Saved data entries:

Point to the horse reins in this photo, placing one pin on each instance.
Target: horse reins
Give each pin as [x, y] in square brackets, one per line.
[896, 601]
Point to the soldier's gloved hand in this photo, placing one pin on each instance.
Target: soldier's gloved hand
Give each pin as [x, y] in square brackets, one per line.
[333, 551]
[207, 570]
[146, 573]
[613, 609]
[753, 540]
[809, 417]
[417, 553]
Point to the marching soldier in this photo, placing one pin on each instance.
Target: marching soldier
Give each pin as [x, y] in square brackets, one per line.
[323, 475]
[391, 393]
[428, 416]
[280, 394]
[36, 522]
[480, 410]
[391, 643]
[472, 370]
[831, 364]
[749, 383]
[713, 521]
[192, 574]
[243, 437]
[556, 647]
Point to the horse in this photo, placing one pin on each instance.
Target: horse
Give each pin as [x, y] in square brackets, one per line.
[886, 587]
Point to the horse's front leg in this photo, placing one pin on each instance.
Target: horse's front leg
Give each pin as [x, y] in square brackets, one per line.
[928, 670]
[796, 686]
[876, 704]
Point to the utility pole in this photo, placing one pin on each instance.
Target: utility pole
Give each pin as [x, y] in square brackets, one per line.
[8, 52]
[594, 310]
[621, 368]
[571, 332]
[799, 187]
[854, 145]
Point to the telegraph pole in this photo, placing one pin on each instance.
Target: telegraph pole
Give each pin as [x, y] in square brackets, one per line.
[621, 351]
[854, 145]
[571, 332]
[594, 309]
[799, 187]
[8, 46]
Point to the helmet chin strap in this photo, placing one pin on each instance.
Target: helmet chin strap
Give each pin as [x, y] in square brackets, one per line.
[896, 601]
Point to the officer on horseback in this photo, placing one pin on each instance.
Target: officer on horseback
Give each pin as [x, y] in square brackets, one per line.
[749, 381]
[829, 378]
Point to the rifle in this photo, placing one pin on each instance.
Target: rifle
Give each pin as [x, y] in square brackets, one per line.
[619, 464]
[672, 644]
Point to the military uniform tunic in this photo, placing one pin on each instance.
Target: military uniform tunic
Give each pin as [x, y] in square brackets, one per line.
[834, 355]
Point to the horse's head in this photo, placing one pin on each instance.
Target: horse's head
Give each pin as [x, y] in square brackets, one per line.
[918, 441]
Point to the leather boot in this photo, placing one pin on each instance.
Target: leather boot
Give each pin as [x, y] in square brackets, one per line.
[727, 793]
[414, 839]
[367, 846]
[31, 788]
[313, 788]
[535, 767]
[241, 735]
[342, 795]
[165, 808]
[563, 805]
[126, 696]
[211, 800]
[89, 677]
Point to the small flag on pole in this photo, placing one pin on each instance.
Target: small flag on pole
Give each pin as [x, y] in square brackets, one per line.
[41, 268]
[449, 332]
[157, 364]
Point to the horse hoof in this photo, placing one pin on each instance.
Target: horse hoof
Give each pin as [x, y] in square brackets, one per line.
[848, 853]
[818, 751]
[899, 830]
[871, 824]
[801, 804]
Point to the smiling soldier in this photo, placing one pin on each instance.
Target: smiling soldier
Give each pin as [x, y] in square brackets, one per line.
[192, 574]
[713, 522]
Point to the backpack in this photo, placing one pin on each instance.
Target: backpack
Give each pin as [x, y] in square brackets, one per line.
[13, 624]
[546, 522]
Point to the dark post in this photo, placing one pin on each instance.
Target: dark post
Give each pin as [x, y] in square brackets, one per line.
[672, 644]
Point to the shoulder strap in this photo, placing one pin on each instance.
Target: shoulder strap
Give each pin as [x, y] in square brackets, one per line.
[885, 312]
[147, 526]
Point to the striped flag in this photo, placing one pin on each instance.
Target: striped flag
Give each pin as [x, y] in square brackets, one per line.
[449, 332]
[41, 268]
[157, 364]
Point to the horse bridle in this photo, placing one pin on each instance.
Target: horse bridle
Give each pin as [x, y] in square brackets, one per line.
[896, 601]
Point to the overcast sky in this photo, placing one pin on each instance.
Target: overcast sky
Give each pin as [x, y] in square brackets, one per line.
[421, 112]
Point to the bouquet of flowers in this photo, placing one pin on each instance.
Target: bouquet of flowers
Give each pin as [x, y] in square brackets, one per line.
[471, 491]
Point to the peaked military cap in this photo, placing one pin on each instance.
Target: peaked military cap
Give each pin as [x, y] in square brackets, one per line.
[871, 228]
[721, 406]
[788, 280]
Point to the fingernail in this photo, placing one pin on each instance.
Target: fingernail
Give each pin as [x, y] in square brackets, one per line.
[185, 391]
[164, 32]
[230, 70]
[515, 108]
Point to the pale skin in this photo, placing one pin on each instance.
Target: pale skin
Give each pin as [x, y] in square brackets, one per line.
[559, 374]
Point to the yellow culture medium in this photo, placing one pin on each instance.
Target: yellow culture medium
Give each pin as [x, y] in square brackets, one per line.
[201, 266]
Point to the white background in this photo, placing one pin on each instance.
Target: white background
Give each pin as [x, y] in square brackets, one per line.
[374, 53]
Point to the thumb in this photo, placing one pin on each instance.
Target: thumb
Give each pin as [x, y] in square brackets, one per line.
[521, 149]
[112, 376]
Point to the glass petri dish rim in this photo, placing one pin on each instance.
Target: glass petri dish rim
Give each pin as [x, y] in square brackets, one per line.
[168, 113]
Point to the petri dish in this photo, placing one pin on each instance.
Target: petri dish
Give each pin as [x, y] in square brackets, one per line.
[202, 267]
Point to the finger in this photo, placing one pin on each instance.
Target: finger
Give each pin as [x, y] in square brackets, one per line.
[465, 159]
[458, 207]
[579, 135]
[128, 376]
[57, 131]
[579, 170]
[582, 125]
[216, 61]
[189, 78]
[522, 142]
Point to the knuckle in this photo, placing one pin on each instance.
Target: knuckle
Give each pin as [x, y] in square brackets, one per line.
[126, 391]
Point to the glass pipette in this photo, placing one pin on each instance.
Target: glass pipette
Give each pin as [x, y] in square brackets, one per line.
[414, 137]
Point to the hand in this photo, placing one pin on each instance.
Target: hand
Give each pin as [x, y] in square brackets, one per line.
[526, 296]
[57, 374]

• Aim of the task:
Write the whole listing out again. Keep every line exactly as it is.

• Solved exercise:
Point to the horse reins in this photo, placing one pin on each instance.
Target: horse reins
Give each pin as [x, y] in square brackets, one per line.
[896, 601]
Point to the soldier's gloved hand in this photo, placing one pin on each instance.
Target: soldier's gloved hand
Give each pin as [x, y] in square brackets, one per line.
[333, 551]
[207, 570]
[146, 573]
[613, 609]
[753, 540]
[809, 417]
[417, 553]
Point to the marching soldier in this photo, placing one pin on each instance.
Target: marching soldier
Give each pin as [x, y] in square brackets, one per line.
[323, 475]
[391, 393]
[428, 416]
[280, 394]
[36, 522]
[480, 410]
[391, 643]
[472, 370]
[831, 364]
[749, 383]
[713, 521]
[192, 574]
[243, 437]
[556, 647]
Point to the horse in this photo, placing one pin on each instance.
Target: horse
Give each pin as [x, y] in square brackets, one per line.
[886, 587]
Point to the horse's front leg in this photo, placing one pin on each instance.
Target: horse's front leg
Give each pin as [x, y] in square brackets, one per line.
[928, 670]
[796, 686]
[876, 704]
Point to the utility pole in this photo, placing one pin on each instance.
Target: utility pole
Give each pin as [x, y] in square brackets, one per line.
[8, 52]
[594, 310]
[621, 368]
[571, 332]
[799, 187]
[854, 145]
Point to the telegraph pole in this photo, placing one pin on each instance.
Target: telegraph pole
Give each pin as [x, y] in square brackets, one per line.
[621, 351]
[854, 145]
[571, 332]
[594, 309]
[799, 187]
[8, 46]
Point to the helmet chin strap in this photo, placing one pin on each instance.
Target: helmet chin strap
Give each pin as [x, y] in square brackets, one per line.
[896, 601]
Point to the officer on horseback in this photo, placing one pin on each instance.
Target: officer on horseback
Give each pin as [x, y] in square brackets, one per line.
[749, 381]
[829, 378]
Point to the rifle in this photo, placing one pin on each instance.
Target: rifle
Give each pin as [x, y] in square brackets, one per line.
[619, 464]
[672, 644]
Point to the military uniform tunic in this photo, placing one pin on each instance.
Target: military uniform tunic
Give each pin as [x, y] in square brackets, one per line.
[834, 355]
Point to the horse's head in this photo, placing one pin on each instance.
Target: horse's head
Give each pin as [x, y] in square brackets, one per line.
[918, 441]
Point to the leather boot in this photo, placing one pin on each instance.
Target: leather boot
Give each pin as [x, y] in square brackets, one per line.
[727, 793]
[414, 839]
[367, 846]
[31, 788]
[313, 788]
[535, 767]
[241, 735]
[342, 795]
[165, 808]
[563, 805]
[126, 696]
[211, 800]
[89, 677]
Point to the small flag on pole in this photo, placing one pin on each instance.
Target: small flag on pole
Give each pin as [x, y] in square brackets, one per line.
[41, 268]
[449, 332]
[157, 364]
Point to the horse hoof in this photo, placing one pin on each instance.
Target: horse hoof
Give each pin as [x, y] in square brackets, one per line.
[848, 853]
[818, 751]
[899, 830]
[871, 824]
[801, 804]
Point to the smiling soldier in this photo, placing one pin on each instance.
Target: smiling soldier
Give each pin as [x, y] in square brackets, one per line.
[192, 574]
[713, 522]
Point to the backpack in this photo, placing one pin on each instance.
Target: backpack
Give each pin as [x, y] in square brackets, one per line.
[13, 624]
[546, 522]
Point to the dark post in this photo, placing one pin on each instance.
Target: dark post
Give each pin as [x, y] in square brackets, one per line.
[672, 644]
Point to the shoulder strap in this photo, placing one pin on each instance.
Target: shoulder strap
Give each pin as [x, y] in square brackets, one per line.
[885, 312]
[147, 526]
Point to the striped flag in this photo, placing one pin on each instance.
Target: striped flag
Give each pin as [x, y] in square brackets, one per line.
[449, 332]
[41, 268]
[157, 364]
Point to the horse bridle in this photo, placing one pin on each instance.
Target: horse bridle
Give each pin as [x, y] in square brackets, one per line.
[896, 601]
Point to the overcast sky in this photo, placing one pin on each instance.
Target: overcast sky
Give each pin as [x, y] in square brackets, one per line.
[421, 112]
Point to the bouquet of flowers in this photo, placing one pin on each instance.
Target: bouquet of flowers
Give each pin as [x, y] in square brackets, one per line.
[471, 491]
Point to the peaked military cap in this photo, placing one pin on each instance.
Target: peaked military cap
Give each pin as [x, y] in square brackets, one per line.
[871, 228]
[721, 406]
[788, 280]
Point to the fingernail in this photo, placing one pin on each instance.
Target: fingernail
Give each pin as [x, y] in square brackets, one per line.
[185, 391]
[164, 32]
[230, 70]
[515, 108]
Point to the pale skin in this photo, placing one pin on each instance.
Target: pale skin
Give each pin as [x, y] in square brackets, one per line.
[559, 374]
Point to the yellow culture medium in this photo, placing one pin on each instance.
Target: yellow culture medium
Give each pin as [x, y] in square brackets, one per line.
[201, 266]
Point to the white background in this photo, placing one pin on each instance.
Target: white background
Give each pin as [x, y] in square brackets, one per line.
[374, 53]
Point to the thumb in this photo, placing one pin on each instance.
Target: thumb
Give each pin as [x, y] in square brackets, one per line.
[521, 149]
[112, 376]
Point to the glass petri dish rim in this photo, placing one pin on each instance.
Target: glass petri dish rim
Give each pin as [x, y] in square brackets, one per line.
[168, 113]
Point to the petri dish in this photo, placing one pin on each instance.
Target: petri dish
Give each pin as [x, y] in square brackets, one per line.
[202, 267]
Point to the finger in this photo, placing one pin on each instance.
Target: finger
Give each pin as [x, y] in square brackets, one per line.
[465, 159]
[458, 207]
[579, 135]
[128, 376]
[57, 131]
[579, 170]
[582, 125]
[216, 61]
[189, 78]
[522, 142]
Point to the knuckle in this photo, placing one pin on each instance.
Target: knuckle
Give each pin as [x, y] in square brackets, one per line.
[126, 391]
Point to the glass pipette in this photo, placing one pin on each instance.
Target: glass pipette
Give each pin as [x, y] in square brackets, one per line.
[414, 137]
Point to the hand in this photo, placing one pin on each instance.
Target: hand
Give each pin as [x, y] in square brackets, one per line.
[526, 296]
[57, 374]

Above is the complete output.